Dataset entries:
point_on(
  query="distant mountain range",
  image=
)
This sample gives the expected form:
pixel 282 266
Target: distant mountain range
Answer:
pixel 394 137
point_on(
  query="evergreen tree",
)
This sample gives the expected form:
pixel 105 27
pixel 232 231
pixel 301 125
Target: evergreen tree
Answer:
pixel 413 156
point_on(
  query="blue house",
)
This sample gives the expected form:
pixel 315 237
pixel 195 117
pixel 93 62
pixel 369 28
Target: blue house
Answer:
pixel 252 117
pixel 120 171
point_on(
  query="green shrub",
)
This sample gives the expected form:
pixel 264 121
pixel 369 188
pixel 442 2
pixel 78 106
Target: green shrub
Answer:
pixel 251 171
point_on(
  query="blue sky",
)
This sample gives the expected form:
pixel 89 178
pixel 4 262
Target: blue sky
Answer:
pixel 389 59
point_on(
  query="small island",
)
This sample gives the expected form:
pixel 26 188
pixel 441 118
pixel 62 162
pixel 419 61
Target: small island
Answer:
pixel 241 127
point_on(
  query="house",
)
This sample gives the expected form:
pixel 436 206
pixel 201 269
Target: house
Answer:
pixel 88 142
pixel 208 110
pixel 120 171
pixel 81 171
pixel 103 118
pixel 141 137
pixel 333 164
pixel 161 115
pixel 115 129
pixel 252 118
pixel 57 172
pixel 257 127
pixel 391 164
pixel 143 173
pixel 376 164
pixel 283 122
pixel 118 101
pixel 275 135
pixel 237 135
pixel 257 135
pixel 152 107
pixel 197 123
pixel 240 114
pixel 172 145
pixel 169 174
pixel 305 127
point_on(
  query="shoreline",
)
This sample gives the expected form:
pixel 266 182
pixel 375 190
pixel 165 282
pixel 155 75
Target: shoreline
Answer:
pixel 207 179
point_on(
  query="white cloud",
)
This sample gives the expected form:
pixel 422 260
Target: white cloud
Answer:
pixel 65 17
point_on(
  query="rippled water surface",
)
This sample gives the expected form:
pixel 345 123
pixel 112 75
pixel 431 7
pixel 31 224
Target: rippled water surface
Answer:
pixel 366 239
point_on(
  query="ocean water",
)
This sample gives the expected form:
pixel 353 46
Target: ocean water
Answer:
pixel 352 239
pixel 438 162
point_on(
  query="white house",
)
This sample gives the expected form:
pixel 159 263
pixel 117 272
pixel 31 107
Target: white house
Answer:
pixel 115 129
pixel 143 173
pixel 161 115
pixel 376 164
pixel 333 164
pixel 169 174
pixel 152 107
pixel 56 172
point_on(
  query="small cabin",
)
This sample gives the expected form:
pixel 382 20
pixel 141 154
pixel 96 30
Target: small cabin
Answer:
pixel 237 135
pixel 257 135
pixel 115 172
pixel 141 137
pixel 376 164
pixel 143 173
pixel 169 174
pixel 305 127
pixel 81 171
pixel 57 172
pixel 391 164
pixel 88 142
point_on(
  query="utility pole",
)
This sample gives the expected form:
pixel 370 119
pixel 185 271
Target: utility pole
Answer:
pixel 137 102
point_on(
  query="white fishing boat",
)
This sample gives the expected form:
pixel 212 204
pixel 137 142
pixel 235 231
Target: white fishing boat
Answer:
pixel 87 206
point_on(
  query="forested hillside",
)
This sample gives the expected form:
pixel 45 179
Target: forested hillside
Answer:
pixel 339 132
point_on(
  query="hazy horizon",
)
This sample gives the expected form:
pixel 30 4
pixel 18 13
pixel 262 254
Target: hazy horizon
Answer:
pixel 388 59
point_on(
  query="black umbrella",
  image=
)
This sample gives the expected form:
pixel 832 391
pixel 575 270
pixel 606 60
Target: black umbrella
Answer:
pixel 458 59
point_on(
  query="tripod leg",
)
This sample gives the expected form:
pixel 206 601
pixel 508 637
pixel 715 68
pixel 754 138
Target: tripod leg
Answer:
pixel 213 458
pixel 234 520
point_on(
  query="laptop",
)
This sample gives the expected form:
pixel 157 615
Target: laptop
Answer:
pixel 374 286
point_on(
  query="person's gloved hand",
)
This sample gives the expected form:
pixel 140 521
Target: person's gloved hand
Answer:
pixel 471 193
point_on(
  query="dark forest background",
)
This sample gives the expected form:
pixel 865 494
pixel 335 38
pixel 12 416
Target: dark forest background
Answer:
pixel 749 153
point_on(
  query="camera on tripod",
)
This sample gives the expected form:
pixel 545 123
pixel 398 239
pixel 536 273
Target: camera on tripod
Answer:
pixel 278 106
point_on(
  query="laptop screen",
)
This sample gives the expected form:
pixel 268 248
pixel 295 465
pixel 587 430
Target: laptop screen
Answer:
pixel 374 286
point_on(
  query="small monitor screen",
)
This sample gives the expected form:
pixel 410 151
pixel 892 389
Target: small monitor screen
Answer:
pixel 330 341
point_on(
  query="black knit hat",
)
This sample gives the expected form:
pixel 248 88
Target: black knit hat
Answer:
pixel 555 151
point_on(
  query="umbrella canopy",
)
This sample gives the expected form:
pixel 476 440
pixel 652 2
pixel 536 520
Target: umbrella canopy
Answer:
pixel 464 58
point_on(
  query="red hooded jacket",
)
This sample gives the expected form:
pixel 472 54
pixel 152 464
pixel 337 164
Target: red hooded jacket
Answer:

_THE TASK_
Reproduce all of the entries above, replacing "expected form" with "required format" everywhere it occurs and leaving everything else unchanged.

_SOLUTION TO THE EXERCISE_
point_on(
  query="distant mountain range",
  image=
)
This sample gives the required format:
pixel 282 266
Target: distant mountain range
Answer:
pixel 394 137
point_on(
  query="evergreen tree",
)
This sample gives the required format:
pixel 105 27
pixel 232 231
pixel 301 125
Target: evergreen tree
Answer:
pixel 413 156
point_on(
  query="blue house",
)
This sample gives the required format:
pixel 315 237
pixel 195 117
pixel 93 62
pixel 369 28
Target: blue house
Answer:
pixel 252 117
pixel 120 171
point_on(
  query="green shrub",
)
This sample gives the required format:
pixel 264 121
pixel 369 188
pixel 442 2
pixel 78 106
Target: green shrub
Answer:
pixel 251 171
point_on(
  query="blue sky",
)
This sample gives the required format:
pixel 89 178
pixel 4 262
Target: blue sky
Answer:
pixel 389 59
point_on(
  query="small island",
)
This sample gives the required format:
pixel 26 188
pixel 441 118
pixel 62 162
pixel 419 61
Target: small island
Answer:
pixel 241 127
point_on(
  query="house",
)
This sample gives the required format:
pixel 436 206
pixel 201 269
Target: house
Answer:
pixel 88 142
pixel 208 110
pixel 120 171
pixel 81 171
pixel 103 118
pixel 141 137
pixel 333 164
pixel 161 115
pixel 115 129
pixel 252 118
pixel 57 172
pixel 257 127
pixel 391 164
pixel 143 173
pixel 376 164
pixel 283 122
pixel 118 101
pixel 275 135
pixel 237 135
pixel 257 135
pixel 152 107
pixel 197 123
pixel 240 114
pixel 172 145
pixel 169 174
pixel 305 127
point_on(
  query="shoreline",
)
This sample gives the required format:
pixel 266 182
pixel 375 190
pixel 165 282
pixel 155 75
Target: shoreline
Answer:
pixel 207 179
point_on(
  query="white cloud",
)
This sample gives the required format:
pixel 422 260
Target: white cloud
Answer:
pixel 65 17
point_on(
  query="rippled water surface",
)
This sample gives the required format:
pixel 345 123
pixel 112 75
pixel 431 7
pixel 31 224
Target: rippled water surface
Answer:
pixel 366 239
point_on(
  query="ocean water",
)
This sample gives the required format:
pixel 353 46
Target: ocean water
Answer:
pixel 352 239
pixel 438 162
point_on(
  query="white house",
)
This sample gives the required format:
pixel 159 263
pixel 117 272
pixel 31 107
Target: white house
Answer:
pixel 115 129
pixel 143 173
pixel 161 115
pixel 376 164
pixel 333 164
pixel 169 174
pixel 152 107
pixel 56 172
point_on(
  query="small cabin",
)
This sample gives the required format:
pixel 382 20
pixel 141 154
pixel 96 30
Target: small cabin
Answer:
pixel 237 135
pixel 257 135
pixel 115 172
pixel 141 137
pixel 376 164
pixel 143 173
pixel 169 174
pixel 305 127
pixel 81 171
pixel 57 172
pixel 391 164
pixel 88 142
point_on(
  query="utility pole",
)
This sample gives the required format:
pixel 370 119
pixel 185 271
Target: utility pole
Answer:
pixel 137 102
point_on(
  query="white fishing boat",
)
This sample gives the required format:
pixel 212 204
pixel 137 142
pixel 235 231
Target: white fishing boat
Answer:
pixel 87 206
point_on(
  query="forested hillside",
)
This sample gives the required format:
pixel 45 179
Target: forested hillside
Answer:
pixel 339 132
point_on(
  query="hazy horizon",
)
This sample gives the required format:
pixel 30 4
pixel 18 13
pixel 262 254
Target: hazy horizon
Answer:
pixel 388 59
point_on(
  query="black umbrella",
  image=
)
This sample gives the required format:
pixel 832 391
pixel 575 270
pixel 606 60
Target: black umbrella
Answer:
pixel 458 59
point_on(
  query="tripod leg",
)
This sample gives the required format:
pixel 206 601
pixel 508 637
pixel 715 68
pixel 754 138
Target: tripod leg
Answer:
pixel 213 458
pixel 234 520
point_on(
  query="laptop",
)
This sample gives the required format:
pixel 157 615
Target: laptop
Answer:
pixel 374 286
point_on(
  query="person's gloved hand",
)
This sample gives the required format:
pixel 140 521
Target: person's gloved hand
Answer:
pixel 471 193
point_on(
  query="dark forest background",
)
This sample gives the required format:
pixel 865 494
pixel 335 38
pixel 12 416
Target: dark forest background
Answer:
pixel 749 153
point_on(
  query="camera on tripod",
)
This sample gives the required format:
pixel 545 123
pixel 398 239
pixel 536 273
Target: camera on tripod
Answer:
pixel 278 106
point_on(
  query="laptop screen",
)
This sample gives the required format:
pixel 268 248
pixel 295 465
pixel 587 430
Target: laptop screen
Answer:
pixel 374 286
point_on(
  query="small monitor screen",
)
This sample gives the required format:
pixel 410 151
pixel 892 389
Target: small monitor screen
Answer:
pixel 330 341
point_on(
  query="black knit hat",
)
This sample gives the required format:
pixel 248 88
Target: black knit hat
Answer:
pixel 555 151
point_on(
  query="umbrella canopy",
)
This sample gives the required format:
pixel 476 440
pixel 652 2
pixel 536 520
Target: umbrella canopy
Answer:
pixel 464 58
point_on(
  query="red hooded jacket",
)
This sample gives the required format:
pixel 472 54
pixel 152 464
pixel 337 164
Target: red hooded jacket
Answer:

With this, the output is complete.